◆ **Gestellte Aufgabe 1**: Schreibe aus dem Kommentar über Russlands Politik im Donbass den Abschnitt von „Kommentar Russlands aggressive“ bis einschließlich „paar Panzer vorbeischickt.“ wortgetreu ab.

◆ **Vorliegender Text**:
Kommentar Russlands aggressive Politik: Déjà-vu im Donbass
Der Kreml meint nach den Wahlen in der Ukraine wieder einmal, Fakten schaffen zu müssen. Das ist armselig und brandgefährlich.
D er neue Präsident der Ukraine, Wolodimir Selenski, ist noch nicht einmal im Amt – und schon demonstriert die Regierung in Moskau, wie sie die künftigen Beziehungen zum Nachbarn zu gestalten gedenkt. Frei nach dem Motto „Fakten schaffen, auch mit Waffen“.
Der Erlass von Russlands Staatschef Wladimir Putin, der BürgerInnen in den von prorussischen Kämpfern kontrollierten ostukrainischen Gebieten Lugansk und Donezk unbürokratisch zur russischen Staatsbürgerschaft verhelfen soll, ist eine weitere Kriegsdrohung an Kiew. Und ein Déjà-vu: Es ist bekannt, dass der Kreml zum Schutz seiner im Ausland an Leib und Leben bedrohten Landsleute gerne mal ein paar Panzer vorbeischickt.

◆ **Erfasste Daten**:
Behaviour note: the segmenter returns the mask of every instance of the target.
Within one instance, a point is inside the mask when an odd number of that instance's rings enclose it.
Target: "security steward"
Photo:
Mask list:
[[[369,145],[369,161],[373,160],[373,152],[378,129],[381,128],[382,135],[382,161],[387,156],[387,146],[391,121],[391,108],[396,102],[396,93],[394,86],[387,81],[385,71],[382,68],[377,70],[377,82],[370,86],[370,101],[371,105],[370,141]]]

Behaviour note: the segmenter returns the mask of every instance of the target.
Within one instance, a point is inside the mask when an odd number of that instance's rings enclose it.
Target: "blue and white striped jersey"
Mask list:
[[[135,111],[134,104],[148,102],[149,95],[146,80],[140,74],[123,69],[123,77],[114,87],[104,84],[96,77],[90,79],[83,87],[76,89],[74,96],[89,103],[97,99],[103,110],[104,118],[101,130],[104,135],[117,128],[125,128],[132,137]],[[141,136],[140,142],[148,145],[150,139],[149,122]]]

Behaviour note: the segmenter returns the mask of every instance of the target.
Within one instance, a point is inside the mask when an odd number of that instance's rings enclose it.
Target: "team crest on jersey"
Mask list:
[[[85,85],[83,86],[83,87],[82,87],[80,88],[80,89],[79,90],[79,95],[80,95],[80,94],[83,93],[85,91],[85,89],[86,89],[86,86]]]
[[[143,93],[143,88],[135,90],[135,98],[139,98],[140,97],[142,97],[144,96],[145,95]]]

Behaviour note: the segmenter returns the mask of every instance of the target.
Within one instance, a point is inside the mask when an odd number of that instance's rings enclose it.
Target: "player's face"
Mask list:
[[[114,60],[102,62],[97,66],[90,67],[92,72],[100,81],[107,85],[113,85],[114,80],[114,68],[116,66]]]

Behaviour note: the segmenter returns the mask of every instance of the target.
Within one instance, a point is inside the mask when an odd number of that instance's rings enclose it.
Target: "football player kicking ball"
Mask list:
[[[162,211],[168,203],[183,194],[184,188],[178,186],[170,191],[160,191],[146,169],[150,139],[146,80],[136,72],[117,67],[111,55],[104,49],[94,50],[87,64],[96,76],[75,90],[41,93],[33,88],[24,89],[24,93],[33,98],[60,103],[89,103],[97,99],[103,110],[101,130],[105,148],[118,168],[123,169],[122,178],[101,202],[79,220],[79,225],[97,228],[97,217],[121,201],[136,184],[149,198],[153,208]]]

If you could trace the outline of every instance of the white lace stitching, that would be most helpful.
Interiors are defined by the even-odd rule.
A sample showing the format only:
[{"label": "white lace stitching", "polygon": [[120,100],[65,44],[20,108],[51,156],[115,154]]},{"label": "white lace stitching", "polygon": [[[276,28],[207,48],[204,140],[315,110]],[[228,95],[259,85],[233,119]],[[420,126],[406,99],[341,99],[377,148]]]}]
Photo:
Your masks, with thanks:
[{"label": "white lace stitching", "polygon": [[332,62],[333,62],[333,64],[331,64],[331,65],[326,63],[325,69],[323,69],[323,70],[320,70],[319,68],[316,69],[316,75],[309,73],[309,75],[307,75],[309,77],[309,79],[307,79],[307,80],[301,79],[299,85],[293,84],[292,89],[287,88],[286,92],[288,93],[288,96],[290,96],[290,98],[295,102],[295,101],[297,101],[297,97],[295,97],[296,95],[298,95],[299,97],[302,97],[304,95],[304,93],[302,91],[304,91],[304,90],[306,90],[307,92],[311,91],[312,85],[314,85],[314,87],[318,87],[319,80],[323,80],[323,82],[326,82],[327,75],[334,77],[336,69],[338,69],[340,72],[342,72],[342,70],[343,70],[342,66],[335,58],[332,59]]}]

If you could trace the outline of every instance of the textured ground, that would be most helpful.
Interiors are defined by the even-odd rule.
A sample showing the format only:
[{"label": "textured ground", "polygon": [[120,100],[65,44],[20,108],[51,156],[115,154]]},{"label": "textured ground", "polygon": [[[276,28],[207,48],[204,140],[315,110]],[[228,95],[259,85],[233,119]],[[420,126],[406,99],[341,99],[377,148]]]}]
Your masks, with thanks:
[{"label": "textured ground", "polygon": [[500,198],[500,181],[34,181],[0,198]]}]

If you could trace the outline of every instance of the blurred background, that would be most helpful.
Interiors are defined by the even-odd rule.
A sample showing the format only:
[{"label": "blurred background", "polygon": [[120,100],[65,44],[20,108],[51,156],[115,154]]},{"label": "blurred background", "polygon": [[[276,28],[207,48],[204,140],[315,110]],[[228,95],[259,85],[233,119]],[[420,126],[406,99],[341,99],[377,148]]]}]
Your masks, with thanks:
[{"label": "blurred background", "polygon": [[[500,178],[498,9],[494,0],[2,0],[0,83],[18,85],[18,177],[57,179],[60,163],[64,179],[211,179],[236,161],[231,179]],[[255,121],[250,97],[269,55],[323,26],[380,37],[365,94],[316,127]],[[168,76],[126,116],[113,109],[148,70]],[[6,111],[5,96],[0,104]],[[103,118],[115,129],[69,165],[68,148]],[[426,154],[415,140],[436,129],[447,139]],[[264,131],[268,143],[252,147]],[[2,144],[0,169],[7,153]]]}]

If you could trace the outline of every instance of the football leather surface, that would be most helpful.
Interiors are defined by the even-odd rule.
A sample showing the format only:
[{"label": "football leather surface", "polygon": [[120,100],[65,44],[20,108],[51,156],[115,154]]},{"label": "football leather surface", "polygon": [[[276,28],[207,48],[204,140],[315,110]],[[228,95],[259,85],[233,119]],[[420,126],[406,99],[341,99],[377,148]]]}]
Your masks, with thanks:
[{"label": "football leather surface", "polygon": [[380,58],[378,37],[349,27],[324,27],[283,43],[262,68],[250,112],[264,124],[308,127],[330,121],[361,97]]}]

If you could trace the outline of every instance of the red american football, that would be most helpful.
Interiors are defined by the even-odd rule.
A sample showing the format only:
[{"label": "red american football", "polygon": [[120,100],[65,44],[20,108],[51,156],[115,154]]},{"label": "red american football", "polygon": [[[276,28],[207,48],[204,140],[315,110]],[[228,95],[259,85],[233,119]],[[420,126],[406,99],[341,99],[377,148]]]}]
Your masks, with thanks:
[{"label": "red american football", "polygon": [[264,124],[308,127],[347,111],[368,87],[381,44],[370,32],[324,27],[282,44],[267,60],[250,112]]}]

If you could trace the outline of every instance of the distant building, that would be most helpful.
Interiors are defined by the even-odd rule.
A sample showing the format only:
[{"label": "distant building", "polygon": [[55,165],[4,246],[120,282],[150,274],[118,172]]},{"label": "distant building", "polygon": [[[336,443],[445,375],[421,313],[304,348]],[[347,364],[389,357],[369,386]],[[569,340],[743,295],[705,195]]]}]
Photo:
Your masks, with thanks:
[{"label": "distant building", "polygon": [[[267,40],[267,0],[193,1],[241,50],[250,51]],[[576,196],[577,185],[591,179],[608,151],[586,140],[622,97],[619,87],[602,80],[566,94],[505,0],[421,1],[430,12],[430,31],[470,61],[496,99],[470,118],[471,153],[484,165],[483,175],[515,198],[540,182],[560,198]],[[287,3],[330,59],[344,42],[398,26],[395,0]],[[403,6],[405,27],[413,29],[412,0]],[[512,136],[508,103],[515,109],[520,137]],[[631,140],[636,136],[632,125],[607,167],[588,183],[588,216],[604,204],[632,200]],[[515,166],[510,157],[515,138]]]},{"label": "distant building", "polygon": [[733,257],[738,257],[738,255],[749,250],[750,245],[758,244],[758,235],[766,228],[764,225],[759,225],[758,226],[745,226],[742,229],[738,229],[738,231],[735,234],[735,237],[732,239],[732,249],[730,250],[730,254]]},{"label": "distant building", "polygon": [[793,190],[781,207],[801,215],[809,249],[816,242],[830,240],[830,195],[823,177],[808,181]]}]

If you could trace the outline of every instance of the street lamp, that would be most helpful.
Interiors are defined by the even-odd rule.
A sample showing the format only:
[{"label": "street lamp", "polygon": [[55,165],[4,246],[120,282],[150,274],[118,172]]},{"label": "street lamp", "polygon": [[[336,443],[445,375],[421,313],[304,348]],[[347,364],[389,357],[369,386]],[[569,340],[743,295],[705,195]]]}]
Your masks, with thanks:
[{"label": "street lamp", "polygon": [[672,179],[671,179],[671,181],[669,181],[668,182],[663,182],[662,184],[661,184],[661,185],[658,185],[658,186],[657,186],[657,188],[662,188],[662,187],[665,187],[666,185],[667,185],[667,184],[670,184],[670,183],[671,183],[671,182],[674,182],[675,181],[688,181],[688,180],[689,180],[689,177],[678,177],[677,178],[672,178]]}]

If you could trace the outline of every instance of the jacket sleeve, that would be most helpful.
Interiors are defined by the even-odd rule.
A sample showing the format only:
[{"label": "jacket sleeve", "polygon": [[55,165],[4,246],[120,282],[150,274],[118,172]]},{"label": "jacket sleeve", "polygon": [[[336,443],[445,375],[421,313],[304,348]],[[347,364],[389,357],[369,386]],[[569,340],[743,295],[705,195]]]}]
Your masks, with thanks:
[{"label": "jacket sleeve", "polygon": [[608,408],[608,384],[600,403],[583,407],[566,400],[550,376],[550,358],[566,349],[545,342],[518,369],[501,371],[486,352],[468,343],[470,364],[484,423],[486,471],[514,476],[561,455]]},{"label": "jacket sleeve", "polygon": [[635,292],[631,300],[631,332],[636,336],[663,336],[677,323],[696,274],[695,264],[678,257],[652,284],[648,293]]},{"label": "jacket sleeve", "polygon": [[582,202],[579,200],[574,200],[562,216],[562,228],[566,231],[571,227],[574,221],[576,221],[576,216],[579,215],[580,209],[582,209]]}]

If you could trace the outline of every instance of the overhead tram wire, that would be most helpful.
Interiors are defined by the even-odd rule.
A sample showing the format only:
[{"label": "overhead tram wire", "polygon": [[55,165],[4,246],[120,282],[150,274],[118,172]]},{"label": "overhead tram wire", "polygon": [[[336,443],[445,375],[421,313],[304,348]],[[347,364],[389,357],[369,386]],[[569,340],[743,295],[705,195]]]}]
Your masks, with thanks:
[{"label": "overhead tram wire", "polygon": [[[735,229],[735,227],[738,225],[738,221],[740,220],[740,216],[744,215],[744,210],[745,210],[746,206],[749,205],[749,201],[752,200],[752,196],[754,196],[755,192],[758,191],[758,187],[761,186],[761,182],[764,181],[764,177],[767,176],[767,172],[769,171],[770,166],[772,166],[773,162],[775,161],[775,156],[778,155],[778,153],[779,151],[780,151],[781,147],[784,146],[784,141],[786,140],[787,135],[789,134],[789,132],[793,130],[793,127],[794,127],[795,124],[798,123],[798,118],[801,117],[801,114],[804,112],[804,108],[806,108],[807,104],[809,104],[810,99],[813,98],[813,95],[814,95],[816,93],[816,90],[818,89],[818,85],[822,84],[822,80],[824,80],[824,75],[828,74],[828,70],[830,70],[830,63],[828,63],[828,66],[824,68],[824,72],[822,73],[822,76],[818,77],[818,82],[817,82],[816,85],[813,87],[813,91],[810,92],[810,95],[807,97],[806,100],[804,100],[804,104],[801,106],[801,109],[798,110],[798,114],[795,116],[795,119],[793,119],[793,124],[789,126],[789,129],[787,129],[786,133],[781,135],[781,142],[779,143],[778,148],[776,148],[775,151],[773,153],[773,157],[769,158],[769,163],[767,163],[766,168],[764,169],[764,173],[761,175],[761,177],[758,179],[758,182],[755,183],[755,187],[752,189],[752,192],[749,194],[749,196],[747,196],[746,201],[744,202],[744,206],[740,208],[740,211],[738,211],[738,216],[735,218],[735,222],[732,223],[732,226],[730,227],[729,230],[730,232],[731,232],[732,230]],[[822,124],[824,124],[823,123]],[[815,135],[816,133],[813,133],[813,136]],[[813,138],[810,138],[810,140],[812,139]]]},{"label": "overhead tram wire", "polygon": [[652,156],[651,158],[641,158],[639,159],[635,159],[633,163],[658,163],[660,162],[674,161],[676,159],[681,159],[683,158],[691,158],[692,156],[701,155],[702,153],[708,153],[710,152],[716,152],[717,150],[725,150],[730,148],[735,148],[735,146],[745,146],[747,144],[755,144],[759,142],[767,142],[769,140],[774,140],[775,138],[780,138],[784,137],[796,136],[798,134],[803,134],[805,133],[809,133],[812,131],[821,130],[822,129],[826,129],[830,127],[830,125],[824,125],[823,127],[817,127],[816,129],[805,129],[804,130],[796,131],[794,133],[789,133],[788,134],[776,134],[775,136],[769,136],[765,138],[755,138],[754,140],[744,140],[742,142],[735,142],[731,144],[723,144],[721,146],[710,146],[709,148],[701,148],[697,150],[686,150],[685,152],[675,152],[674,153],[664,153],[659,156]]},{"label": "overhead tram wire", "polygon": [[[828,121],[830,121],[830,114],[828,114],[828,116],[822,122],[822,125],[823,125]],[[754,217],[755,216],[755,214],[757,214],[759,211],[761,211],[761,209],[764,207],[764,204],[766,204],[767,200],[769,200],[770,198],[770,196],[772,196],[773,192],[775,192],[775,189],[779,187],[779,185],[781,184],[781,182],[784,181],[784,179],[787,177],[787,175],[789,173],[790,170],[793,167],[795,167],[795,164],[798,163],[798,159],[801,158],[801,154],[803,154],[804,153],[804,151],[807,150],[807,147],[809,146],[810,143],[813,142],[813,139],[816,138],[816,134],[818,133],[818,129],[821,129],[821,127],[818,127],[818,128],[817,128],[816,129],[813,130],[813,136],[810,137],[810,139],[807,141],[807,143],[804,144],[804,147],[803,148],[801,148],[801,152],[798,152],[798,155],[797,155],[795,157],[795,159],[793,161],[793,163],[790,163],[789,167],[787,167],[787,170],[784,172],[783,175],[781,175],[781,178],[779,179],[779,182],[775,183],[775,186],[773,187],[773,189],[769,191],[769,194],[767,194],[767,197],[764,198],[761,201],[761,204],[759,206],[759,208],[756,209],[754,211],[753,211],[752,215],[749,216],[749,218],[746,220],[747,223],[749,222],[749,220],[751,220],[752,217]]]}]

◆ **Gestellte Aufgabe 2**: Suche aus den Datensätzen jede Zeile heraus, in der die Zeichenfolge „trace“ vorkommt. Achte dabei auf Groß- und Kleinschreibung.

◆ **Lösung der Aufgabe 1**:
Kommentar Russlands aggressive Politik: Déjà-vu im Donbass
Der Kreml meint nach den Wahlen in der Ukraine wieder einmal, Fakten schaffen zu müssen. Das ist armselig und brandgefährlich.
D er neue Präsident der Ukraine, Wolodimir Selenski, ist noch nicht einmal im Amt – und schon demonstriert die Regierung in Moskau, wie sie die künftigen Beziehungen zum Nachbarn zu gestalten gedenkt. Frei nach dem Motto „Fakten schaffen, auch mit Waffen“.
Der Erlass von Russlands Staatschef Wladimir Putin, der BürgerInnen in den von prorussischen Kämpfern kontrollierten ostukrainischen Gebieten Lugansk und Donezk unbürokratisch zur russischen Staatsbürgerschaft verhelfen soll, ist eine weitere Kriegsdrohung an Kiew. Und ein Déjà-vu: Es ist bekannt, dass der Kreml zum Schutz seiner im Ausland an Leib und Leben bedrohten Landsleute gerne mal ein paar Panzer vorbeischickt.

◆ **Lösung der Aufgabe 2**:
If you could trace the outline of every instance of the white lace stitching, that would be most helpful.
If you could trace the outline of every instance of the textured ground, that would be most helpful.
If you could trace the outline of every instance of the blurred background, that would be most helpful.
If you could trace the outline of every instance of the football leather surface, that would be most helpful.
If you could trace the outline of every instance of the red american football, that would be most helpful.
If you could trace the outline of every instance of the distant building, that would be most helpful.
If you could trace the outline of every instance of the street lamp, that would be most helpful.
If you could trace the outline of every instance of the jacket sleeve, that would be most helpful.
If you could trace the outline of every instance of the overhead tram wire, that would be most helpful.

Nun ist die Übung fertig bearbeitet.